§ **ASSIGNMENT**
Restate the entries below word for word, leaving nothing out.

###

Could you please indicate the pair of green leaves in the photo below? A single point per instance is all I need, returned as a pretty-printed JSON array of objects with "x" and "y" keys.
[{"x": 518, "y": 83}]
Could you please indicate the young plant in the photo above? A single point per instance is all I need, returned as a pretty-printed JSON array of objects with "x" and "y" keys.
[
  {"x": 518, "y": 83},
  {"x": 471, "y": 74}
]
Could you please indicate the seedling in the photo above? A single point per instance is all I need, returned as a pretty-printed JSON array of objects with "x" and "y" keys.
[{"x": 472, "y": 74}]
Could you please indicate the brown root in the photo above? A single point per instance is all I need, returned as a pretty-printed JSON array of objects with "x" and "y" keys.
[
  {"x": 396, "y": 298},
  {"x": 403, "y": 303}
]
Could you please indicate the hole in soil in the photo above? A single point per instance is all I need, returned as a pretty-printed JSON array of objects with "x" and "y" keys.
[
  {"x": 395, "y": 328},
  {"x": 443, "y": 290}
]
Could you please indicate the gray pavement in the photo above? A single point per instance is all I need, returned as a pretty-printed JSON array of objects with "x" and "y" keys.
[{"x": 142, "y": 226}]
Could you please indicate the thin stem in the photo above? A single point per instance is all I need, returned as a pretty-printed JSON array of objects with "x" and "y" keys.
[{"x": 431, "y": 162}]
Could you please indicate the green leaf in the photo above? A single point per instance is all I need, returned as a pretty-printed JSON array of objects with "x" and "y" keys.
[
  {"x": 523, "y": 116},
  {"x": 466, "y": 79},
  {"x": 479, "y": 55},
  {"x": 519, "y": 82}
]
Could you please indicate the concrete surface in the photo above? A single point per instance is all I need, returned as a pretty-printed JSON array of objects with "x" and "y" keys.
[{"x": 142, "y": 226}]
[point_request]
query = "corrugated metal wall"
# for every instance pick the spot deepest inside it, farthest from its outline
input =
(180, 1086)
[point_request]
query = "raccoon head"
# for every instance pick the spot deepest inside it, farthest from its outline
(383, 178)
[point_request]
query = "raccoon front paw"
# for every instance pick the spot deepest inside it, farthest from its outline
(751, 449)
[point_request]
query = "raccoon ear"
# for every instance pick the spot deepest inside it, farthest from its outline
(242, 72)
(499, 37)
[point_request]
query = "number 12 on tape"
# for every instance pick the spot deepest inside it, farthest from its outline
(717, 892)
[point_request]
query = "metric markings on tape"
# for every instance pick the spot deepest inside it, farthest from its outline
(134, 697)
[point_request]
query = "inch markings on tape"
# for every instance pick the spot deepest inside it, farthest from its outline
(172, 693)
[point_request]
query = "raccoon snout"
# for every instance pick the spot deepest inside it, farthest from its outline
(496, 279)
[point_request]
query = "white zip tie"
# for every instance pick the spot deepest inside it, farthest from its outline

###

§ **ANSWER BELOW**
Could you please indicate the pair of green leaves in the photo below? A single point per instance is all I need, returned as a pretty-printed JSON array of objects with "x" and "y" keys.
[{"x": 518, "y": 83}]
Could you please indicate the young plant in the photo above? A single point per instance is all I need, returned as a pretty-printed JSON array of objects with "x" and "y" keys.
[
  {"x": 518, "y": 83},
  {"x": 471, "y": 74}
]
Could you please indicate the seedling in the photo above? A single point per instance is all I need, returned as a pretty-printed JSON array of objects with "x" and "y" keys.
[{"x": 472, "y": 74}]
Could you please indicate the brown root in the photo above? A single point per instance is all I need, returned as a pretty-printed JSON array of objects with "x" and "y" keys.
[
  {"x": 396, "y": 298},
  {"x": 403, "y": 303}
]
Could you please indicate the hole in soil in the photo above? A single point per instance is all I need, returned as a pretty-printed JSON array of objects with "x" and "y" keys.
[
  {"x": 395, "y": 328},
  {"x": 443, "y": 290}
]
Could you please indicate the gray pavement in the photo above? A single point per instance is all I need, returned as a pretty-printed JSON array of objects with "x" and "y" keys.
[{"x": 142, "y": 226}]
Could you please indicate the thin stem in the photo above? A single point per instance is all I need, returned as a pretty-printed JSON array of objects with "x" and "y" keys.
[{"x": 431, "y": 162}]
Could you please indicate the green leaf in the photo above? A single point per instance is all I need, returned as a pretty-printed JSON array of objects with "x" and "y" keys.
[
  {"x": 523, "y": 116},
  {"x": 466, "y": 79},
  {"x": 479, "y": 55},
  {"x": 519, "y": 82}
]
Could you please indicate the concrete surface in the photo above? A single point per instance is all I need, returned as a pretty-printed JSON array of objects with "x" and "y" keys.
[{"x": 142, "y": 226}]
[point_request]
query = "corrugated metal wall"
# for every instance pick the spot deepest inside it, farthest from its outline
input =
(180, 1086)
[point_request]
query = "raccoon head"
# for every instance pick the spot deepest inside it, farthest from its outline
(383, 178)
[point_request]
query = "raccoon front paw"
# for every instance pick the spot deepest inside it, farthest from its outline
(751, 449)
[point_request]
query = "raccoon ear"
# for every instance pick the spot deepest inside it, farthest from its outline
(242, 72)
(499, 37)
[point_request]
query = "number 12 on tape"
# for every instance pick the spot deepest inside it, farthest from its outline
(717, 892)
[point_request]
query = "metric markings on tape"
# for every instance pick the spot deepest inside it, farthest from its outline
(134, 697)
[point_request]
query = "inch markings on tape"
# for every instance pick the spot deepest inside it, farthest from its outline
(172, 693)
[point_request]
query = "raccoon snout"
# for every instance pick the spot deepest inside it, farthest from its outline
(496, 279)
[point_request]
query = "white zip tie"
# for every instance pick the spot deepest inside it, farthest from its outline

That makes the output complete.